__What needs to be done__
Gather every line from the items below that contains the word "ground", and copy each one unchanged.

══════════

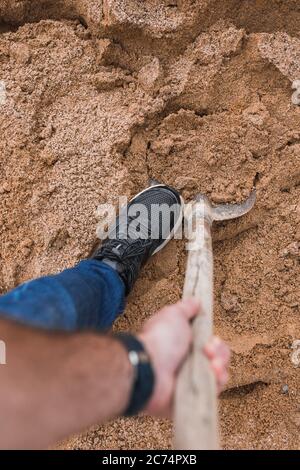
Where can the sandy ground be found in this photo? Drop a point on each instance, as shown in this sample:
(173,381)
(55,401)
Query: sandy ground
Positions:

══════════

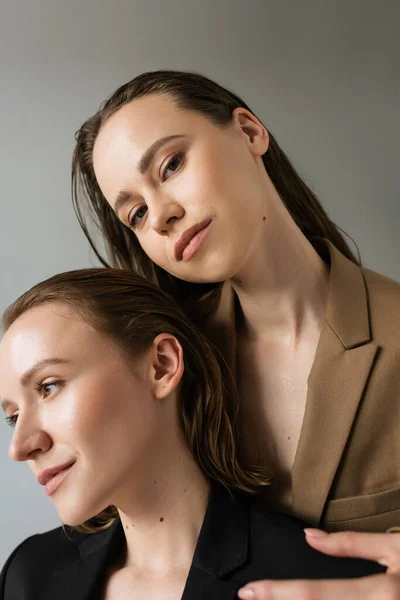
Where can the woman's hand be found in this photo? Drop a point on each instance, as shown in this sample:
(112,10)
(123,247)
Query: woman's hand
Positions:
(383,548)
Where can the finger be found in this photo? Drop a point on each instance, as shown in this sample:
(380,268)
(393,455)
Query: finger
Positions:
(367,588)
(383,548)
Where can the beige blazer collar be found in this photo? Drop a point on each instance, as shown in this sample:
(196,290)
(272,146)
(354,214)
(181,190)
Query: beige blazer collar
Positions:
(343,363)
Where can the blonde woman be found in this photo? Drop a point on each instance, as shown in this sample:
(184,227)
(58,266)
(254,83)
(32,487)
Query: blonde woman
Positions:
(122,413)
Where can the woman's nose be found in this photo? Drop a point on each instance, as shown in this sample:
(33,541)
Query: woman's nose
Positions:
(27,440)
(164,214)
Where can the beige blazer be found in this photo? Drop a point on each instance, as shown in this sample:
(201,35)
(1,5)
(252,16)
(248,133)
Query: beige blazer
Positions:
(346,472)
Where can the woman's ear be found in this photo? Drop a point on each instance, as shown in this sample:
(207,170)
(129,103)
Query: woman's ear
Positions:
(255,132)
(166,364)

══════════

__Response to this task__
Where can the sandy ground be found in this photo? Drop a point on each instance, as shown in this sample:
Query: sandy ground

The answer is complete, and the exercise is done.